SELECTED EXTRACT:
━━━━

The top things I found this week 🏆
Week #50 / 2025 — Edition #4
Hey there! Welcome to a new edition of Hybrid Hacker, in this new digest format! If you missed last week’s announcement, you can find it here.
Here are this week’s top items 👇
👓 Readings
🥇 Frictionless
Book • by Nicole Forsgren & Abi Noda
I just finished reading the new book by Nicole Forsgren (co-author of Accelerate) and Abi Noda (co-founder of DX) about removing barriers that slow engineering teams down. I loved it — feels like the perfect follow up to Accelerate.
🥈 Increasing Your Luck Surface Area
2 min • by Jason Roberts
I stumbled on this while reviewing Umberto’s article on Refactoring, and loved it. Your luck is not random, it’s a function of doing things + telling people about them. The more you do, and the more you share, the more serendipity finds you.

━━━━

WHAT NEEDS TO BE DONE:
Give a two-sentence summary of the weekly digest above.

━━━━

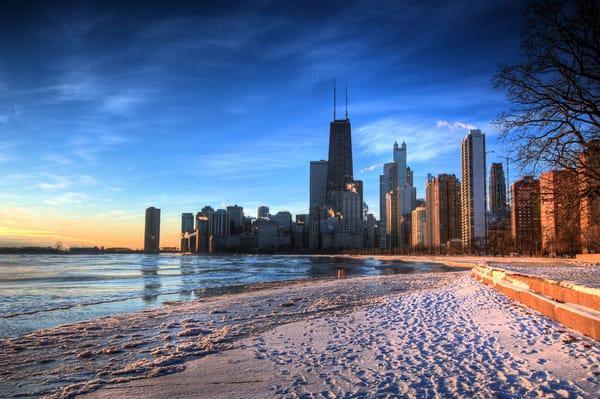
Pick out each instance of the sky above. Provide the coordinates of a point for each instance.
(107, 108)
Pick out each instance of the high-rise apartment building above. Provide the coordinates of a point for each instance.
(236, 219)
(152, 230)
(559, 200)
(344, 198)
(397, 176)
(418, 220)
(525, 216)
(473, 192)
(187, 222)
(187, 227)
(219, 223)
(387, 182)
(263, 212)
(497, 190)
(392, 219)
(429, 211)
(284, 222)
(317, 202)
(589, 183)
(444, 208)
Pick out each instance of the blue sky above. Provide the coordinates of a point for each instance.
(107, 108)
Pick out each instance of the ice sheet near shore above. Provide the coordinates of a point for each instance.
(438, 334)
(587, 275)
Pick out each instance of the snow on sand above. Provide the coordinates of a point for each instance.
(462, 339)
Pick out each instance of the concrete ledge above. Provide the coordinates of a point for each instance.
(588, 258)
(577, 317)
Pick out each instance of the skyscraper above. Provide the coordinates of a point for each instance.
(317, 201)
(429, 211)
(392, 219)
(590, 204)
(340, 169)
(397, 176)
(560, 202)
(187, 222)
(219, 223)
(525, 216)
(497, 190)
(387, 182)
(187, 227)
(344, 194)
(236, 219)
(263, 212)
(444, 208)
(152, 230)
(473, 191)
(418, 220)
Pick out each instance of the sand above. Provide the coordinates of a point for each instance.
(462, 340)
(429, 335)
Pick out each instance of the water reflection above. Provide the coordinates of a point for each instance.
(150, 278)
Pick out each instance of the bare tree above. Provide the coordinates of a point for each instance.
(555, 91)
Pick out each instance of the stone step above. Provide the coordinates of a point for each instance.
(574, 306)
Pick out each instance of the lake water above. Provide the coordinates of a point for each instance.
(42, 291)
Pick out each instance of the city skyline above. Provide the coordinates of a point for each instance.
(97, 134)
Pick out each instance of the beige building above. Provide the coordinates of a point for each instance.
(559, 200)
(418, 220)
(525, 216)
(473, 192)
(443, 211)
(590, 204)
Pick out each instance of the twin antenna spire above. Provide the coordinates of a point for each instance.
(335, 98)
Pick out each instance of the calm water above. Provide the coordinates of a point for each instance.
(41, 291)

━━━━

EXERCISE ANSWER:
This edition #4 of Hybrid Hacker, for week 50 of 2025 and in a new digest format, lists the week's top readings. It recommends Frictionless, a book by Nicole Forsgren and Abi Noda about removing barriers that slow engineering teams down, and a two-minute piece by Jason Roberts arguing that luck comes from doing things and telling people about them.